- **PASSAGE PROVIDED**
......
$1.4bn “Wasted” on African anti-HIV Program

A $1.4 billion U.S. taxpayer-funded anti-AIDS campaign to teach Africans sexual responsibility has failed completely and the money has been wasted, it has emerged.

The campaign forms part of the George W. Bush-created U.S. President's Emergency Plan for AIDS Relief (PEPFAR).
According to a new report in the Scientific American, the latest waste of money “was supposed to prevent the spread of HIV—but it didn’t work.” The Scientific American report revealed that a “rigorous comparison of national data from countries that received abstinence funding” from PEPFAR with those that got none of the funding, showed no difference in the age of first sexual experience, the number of sexual partners, or teenage pregnancies—all aspects of behaviors which are linked to a higher risk of becoming infected with HIV.

PEPFAR was funded by Congress with bipartisan support solely to fight AIDS in Africa. It included billions to distribute anti-retroviral drugs, but one third of the money went to “HIV prevention programs” aimed at teaching sexual responsibility.

This included sex education classes in schools and public health announcements on billboards and the radio.

According to the PEPFAR website, the organization operates in the following African states: Angola, Botswana, Burundi, Cameroon, Côte d'Ivoire, Democratic Republic of the Congo, Ethiopia, Ghana, Haiti, Kenya, Lesotho, Malawi, Namibia, Nigeria, Rwanda, South Africa, South Sudan, Swaziland, Zambia, and Zimbabwe.


In 2013, an estimated 24.7 million Africans were living with HIV, accounting for 71 percent of the global total. In the same year, there were an estimated 1.5 million new HIV infections and 1.1 million AIDS-related deaths.
......
- **PROVIDED MATERIAL**
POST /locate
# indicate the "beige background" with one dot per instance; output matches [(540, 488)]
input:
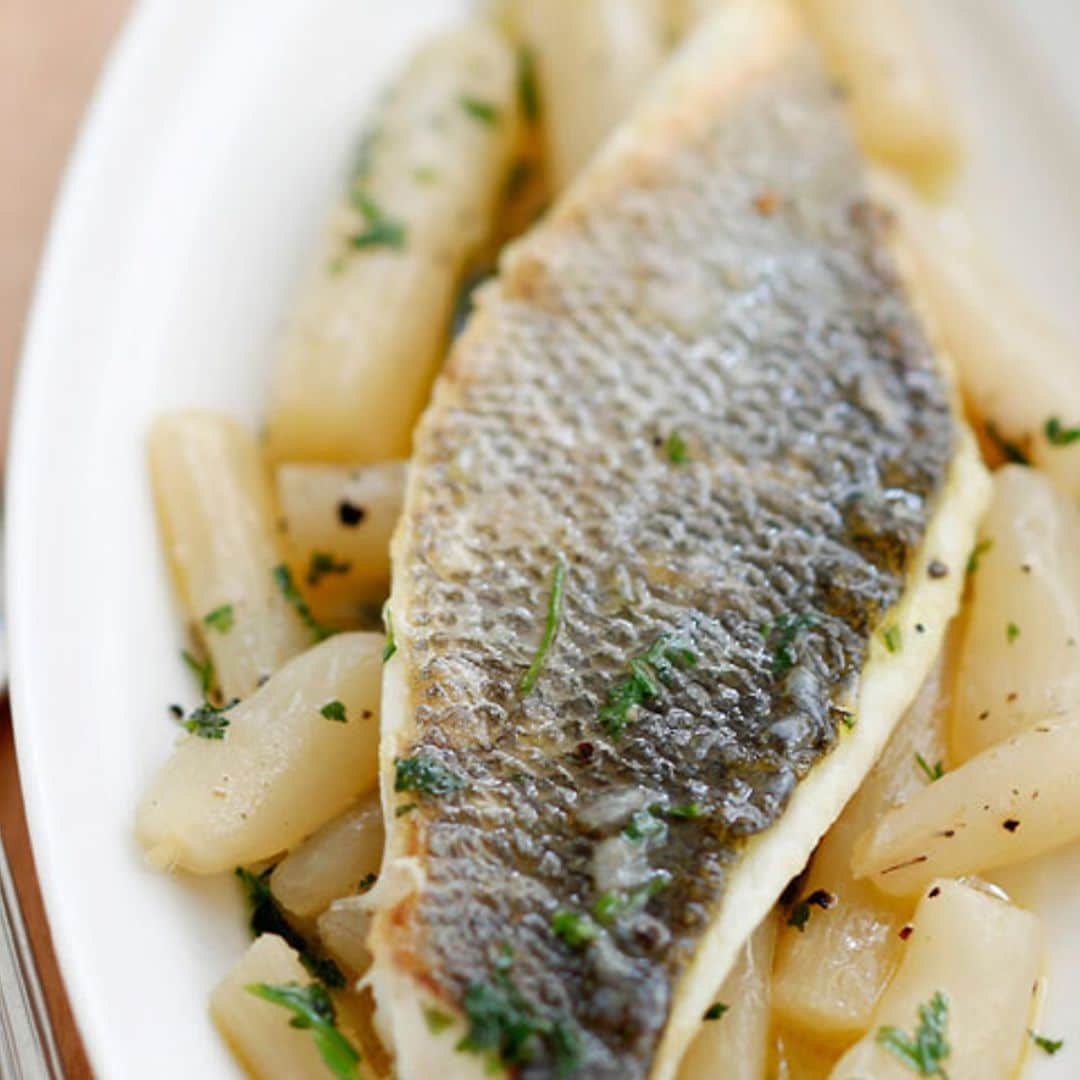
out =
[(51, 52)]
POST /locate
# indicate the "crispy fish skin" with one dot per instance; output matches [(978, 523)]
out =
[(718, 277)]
......
In the article on the U.S.-funded anti-HIV program in Africa, change "campaign" to "initiative" and write out everything from "A $1.4 billion" down to "AIDS Relief (PEPFAR).".

- **EXPECTED ANSWER**
A $1.4 billion U.S. taxpayer-funded anti-AIDS initiative to teach Africans sexual responsibility has failed completely and the money has been wasted, it has emerged.

The initiative forms part of the George W. Bush-created U.S. President's Emergency Plan for AIDS Relief (PEPFAR).